Stated exercise.
Reproduce the data below in full, substituting "search phrase" for each occurrence of "query phrase" and leaving every other part unchanged.

-- start of Material for the task --

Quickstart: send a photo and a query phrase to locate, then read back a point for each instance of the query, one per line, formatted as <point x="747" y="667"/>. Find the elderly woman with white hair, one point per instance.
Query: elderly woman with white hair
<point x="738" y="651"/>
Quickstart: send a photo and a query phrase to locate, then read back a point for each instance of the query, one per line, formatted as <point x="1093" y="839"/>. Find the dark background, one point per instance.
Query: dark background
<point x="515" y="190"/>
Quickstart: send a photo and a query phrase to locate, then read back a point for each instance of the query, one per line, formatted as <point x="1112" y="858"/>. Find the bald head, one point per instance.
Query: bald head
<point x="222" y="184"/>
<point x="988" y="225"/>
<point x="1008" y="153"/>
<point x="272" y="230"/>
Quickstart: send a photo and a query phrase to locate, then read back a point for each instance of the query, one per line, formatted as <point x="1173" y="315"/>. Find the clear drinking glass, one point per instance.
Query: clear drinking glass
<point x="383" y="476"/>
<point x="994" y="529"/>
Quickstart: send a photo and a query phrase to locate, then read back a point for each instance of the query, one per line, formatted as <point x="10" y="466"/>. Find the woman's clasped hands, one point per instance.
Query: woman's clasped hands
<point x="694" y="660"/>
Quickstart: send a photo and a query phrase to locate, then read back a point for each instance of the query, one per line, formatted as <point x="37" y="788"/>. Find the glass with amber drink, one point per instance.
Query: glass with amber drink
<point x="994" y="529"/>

-- end of Material for the task --

Task output.
Quickstart: send a photo and a search phrase to locate, then read back a point for each instance of the query, one per line, formatted as <point x="747" y="667"/>. Find the elderly woman with white hair, one point per instance.
Query: elderly woman with white hair
<point x="738" y="651"/>
Quickstart: send a photo and a search phrase to locate, then read back a point for each instance of the query, one per line, formatted as <point x="1093" y="839"/>. Find the dark background, one point per instance.
Query: dark background
<point x="515" y="190"/>
Quickstart: send a photo and a search phrase to locate, then read back a point for each instance of the query, one per line, formatted as <point x="1112" y="858"/>. Find the bald head, one point per instance.
Query: bald head
<point x="222" y="184"/>
<point x="988" y="225"/>
<point x="1008" y="153"/>
<point x="272" y="230"/>
Quickstart: send a photo and a search phrase to locate, then read back a point for each instance of the query, one per line, formatted as <point x="1173" y="315"/>. Find the clear drinking glass, one point per instance.
Query: clear drinking glass
<point x="383" y="476"/>
<point x="994" y="529"/>
Quickstart: send a photo and a search phrase to locate, then read back a point for each instance of the query, one per line, formatted as <point x="10" y="466"/>. Find the woman's clasped hands, one point per instance.
Query: woman's clasped hands
<point x="694" y="660"/>
Quickstart: send a photo and a search phrase to locate, then read back a point for each instance of the query, one per line, formatted as <point x="37" y="788"/>. Find the glass with amber drink, one point per instance.
Query: glass with amber drink
<point x="994" y="529"/>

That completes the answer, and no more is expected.